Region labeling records
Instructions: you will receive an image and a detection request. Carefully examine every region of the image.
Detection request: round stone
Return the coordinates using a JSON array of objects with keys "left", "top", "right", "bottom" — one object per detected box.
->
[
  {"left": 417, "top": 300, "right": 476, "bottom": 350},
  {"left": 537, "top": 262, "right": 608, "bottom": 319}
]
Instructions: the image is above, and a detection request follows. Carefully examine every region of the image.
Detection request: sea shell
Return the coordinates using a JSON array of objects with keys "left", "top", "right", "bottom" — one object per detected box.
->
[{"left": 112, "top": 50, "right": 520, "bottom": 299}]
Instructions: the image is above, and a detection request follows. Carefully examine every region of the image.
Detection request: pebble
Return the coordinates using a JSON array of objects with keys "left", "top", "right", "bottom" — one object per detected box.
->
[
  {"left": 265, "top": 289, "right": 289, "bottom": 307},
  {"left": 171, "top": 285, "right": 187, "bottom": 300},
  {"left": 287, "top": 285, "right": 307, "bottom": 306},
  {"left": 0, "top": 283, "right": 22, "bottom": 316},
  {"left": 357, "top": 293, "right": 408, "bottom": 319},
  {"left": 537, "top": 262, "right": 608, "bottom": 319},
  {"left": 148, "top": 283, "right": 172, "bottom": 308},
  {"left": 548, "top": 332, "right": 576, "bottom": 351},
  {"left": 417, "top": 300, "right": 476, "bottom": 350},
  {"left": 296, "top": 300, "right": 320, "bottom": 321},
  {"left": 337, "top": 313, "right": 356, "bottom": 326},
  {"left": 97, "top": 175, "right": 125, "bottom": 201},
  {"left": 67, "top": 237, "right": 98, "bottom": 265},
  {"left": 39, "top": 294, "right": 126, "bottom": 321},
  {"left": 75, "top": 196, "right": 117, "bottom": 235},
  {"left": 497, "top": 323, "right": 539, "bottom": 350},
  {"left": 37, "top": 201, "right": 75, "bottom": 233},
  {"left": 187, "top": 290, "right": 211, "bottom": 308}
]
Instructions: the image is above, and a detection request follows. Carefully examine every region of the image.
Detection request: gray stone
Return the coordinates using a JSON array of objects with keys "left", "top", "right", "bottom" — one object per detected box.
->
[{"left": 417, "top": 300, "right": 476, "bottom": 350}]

:: Goal of the exercise ::
Gather every line of the listing above that contains the string "stone". Case counts, so only lines with that exact capitalization qualify.

:: Result of the exercise ::
Detection request: round stone
Detection request: gray stone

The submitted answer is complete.